Поставленная задача A —
Выпишите из фрагмента страницы о поэме «Первый космонавт» всё от «Вот первые строчки» до «он может вести...» включительно.
Поставленная задача B —
Переведите на английский язык предложение из фрагмента страницы о поэме Высоцкого: «Он первый шагнул в неизвестность, испытал на себе то, чего не знал никто до него.»
Поставленная задача C —
Изложите фрагмент страницы о поэме Высоцкого «Первый космонавт» в двух предложениях.

Фрагмент страницы —

Найти в Дзене
Стихия Высоцкого

Легко ли смерить жизнь обратным счётом?

Юрий Гагарин. Фото: П. Барашев
Юрий Гагарин. Фото: П. Барашев

Совсем недавно был день рождения первого космонавта планеты Юрия Алексеевича Гагарина. Он первый шагнул в неизвестность, испытал на себе то, чего не знал никто до него. В 1972 году Владимир Высоцкий написал маленькую поэму "Первый космонавт", где рассказ ведется от имени Юрия Гагарина. И первая же строчка обжигает, как откровение. Не расхожее и банальное "вся жизнь промелькнула перед глазами", а "я первый смерил жизнь обратным счётом". Как можно в несколько слов вместить чувства и мысли человека, который не знает, что там, после цифры 1 - старт или финиш, межзвездная тьма или вечная тьма небытия. Очень хорошо сказал об этом Георгий Гречко (ссылка на полный текст в конце статьи):

Вот первые строчки поэмы: «Я первый смерил жизнь обратным счетом...» В самом деле, когда мы куда-то идём, мы начинаем считать километры - первый, сотый... Когда мы что-то делаем, смотрим на часы - час прошёл, два... И только у космонавтов идёт обратный счёт. Садимся в корабль, значит, осталось два с половиной часа. Проверяем герметичность скафандра - два. Закрываем остекление скафандра - остаётся пять минут. Вот он, обратный счёт. Кажется, никто из нас, космонавтов, и я в том числе, не сумел бы так ёмко сказать о своей профессии. А у него первая строчка - «Я первый смерил жизнь обратным счётом». И надо сказать, «обратным» мерять тяжелее, чем «прямым». Потому что, когда осталось два часа, остался час, осталось пять минут, - ты даже не знаешь, до чего. И когда за две минуты до старта взорвалась ракета, это и говорит, что такое обратный счёт, к какому финалу он может вести...

«Первый космонавт»

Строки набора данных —
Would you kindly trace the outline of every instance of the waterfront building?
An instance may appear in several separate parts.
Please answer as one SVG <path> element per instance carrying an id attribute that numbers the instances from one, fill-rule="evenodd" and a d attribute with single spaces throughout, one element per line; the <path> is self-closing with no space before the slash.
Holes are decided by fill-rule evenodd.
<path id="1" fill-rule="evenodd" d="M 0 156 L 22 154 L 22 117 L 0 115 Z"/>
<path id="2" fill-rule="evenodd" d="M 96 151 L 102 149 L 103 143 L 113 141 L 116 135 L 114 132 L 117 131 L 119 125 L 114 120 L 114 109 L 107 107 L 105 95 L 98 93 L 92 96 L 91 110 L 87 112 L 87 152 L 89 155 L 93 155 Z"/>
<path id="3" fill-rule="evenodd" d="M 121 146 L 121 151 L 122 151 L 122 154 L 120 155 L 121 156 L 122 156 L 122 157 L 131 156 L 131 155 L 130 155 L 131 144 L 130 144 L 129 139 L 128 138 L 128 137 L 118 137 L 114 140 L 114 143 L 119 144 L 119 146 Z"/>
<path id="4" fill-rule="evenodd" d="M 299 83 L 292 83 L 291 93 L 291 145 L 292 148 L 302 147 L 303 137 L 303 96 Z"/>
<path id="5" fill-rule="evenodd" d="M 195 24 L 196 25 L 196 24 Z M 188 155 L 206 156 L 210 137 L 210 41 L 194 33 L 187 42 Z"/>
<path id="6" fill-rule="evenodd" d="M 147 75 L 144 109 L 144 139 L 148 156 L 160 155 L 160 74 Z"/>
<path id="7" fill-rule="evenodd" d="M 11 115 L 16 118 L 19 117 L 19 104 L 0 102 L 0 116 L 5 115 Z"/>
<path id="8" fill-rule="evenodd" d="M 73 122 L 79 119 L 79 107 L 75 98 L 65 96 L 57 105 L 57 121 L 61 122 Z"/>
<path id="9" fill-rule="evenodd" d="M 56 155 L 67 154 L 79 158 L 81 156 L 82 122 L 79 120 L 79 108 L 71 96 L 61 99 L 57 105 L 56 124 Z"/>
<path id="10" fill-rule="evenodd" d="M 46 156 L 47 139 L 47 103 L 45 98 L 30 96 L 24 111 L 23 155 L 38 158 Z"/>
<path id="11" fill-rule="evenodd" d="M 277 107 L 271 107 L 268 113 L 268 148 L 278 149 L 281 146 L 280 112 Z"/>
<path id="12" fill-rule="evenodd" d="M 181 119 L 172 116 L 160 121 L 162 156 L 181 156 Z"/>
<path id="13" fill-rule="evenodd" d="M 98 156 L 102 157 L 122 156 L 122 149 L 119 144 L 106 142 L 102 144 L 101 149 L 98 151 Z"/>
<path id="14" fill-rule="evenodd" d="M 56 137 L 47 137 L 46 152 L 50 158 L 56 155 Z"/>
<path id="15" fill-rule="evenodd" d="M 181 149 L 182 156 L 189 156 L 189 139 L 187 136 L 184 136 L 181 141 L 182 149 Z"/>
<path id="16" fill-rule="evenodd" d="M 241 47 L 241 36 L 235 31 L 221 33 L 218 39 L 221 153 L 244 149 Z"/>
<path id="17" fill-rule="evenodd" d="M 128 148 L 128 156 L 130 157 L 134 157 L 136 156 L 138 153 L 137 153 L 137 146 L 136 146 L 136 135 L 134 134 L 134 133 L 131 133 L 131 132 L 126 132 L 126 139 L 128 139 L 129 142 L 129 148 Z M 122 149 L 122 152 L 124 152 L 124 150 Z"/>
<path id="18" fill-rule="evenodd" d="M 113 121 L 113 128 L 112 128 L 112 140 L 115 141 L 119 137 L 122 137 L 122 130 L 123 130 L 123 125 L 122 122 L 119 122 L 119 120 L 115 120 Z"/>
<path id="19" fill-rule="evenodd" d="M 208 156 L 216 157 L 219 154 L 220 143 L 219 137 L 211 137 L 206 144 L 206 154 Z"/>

Готовый ответ A —
Вот первые строчки поэмы: «Я первый смерил жизнь обратным счетом...» В самом деле, когда мы куда-то идём, мы начинаем считать километры - первый, сотый... Когда мы что-то делаем, смотрим на часы - час прошёл, два... И только у космонавтов идёт обратный счёт. Садимся в корабль, значит, осталось два с половиной часа. Проверяем герметичность скафандра - два. Закрываем остекление скафандра - остаётся пять минут. Вот он, обратный счёт. Кажется, никто из нас, космонавтов, и я в том числе, не сумел бы так ёмко сказать о своей профессии. А у него первая строчка - «Я первый смерил жизнь обратным счётом». И надо сказать, «обратным» мерять тяжелее, чем «прямым». Потому что, когда осталось два часа, остался час, осталось пять минут, - ты даже не знаешь, до чего. И когда за две минуты до старта взорвалась ракета, это и говорит, что такое обратный счёт, к какому финалу он может вести...

Готовый ответ B —
He was the first to step into the unknown and to experience what no one before him had known.

Готовый ответ C —
В 1972 году Владимир Высоцкий написал маленькую поэму «Первый космонавт», где рассказ ведется от имени Юрия Гагарина, а первая строчка звучит так: «Я первый смерил жизнь обратным счётом». Георгий Гречко отмечает, что обратный счёт идёт только у космонавтов и мерять им тяжелее, чем прямым, потому что не знаешь, до чего он ведёт.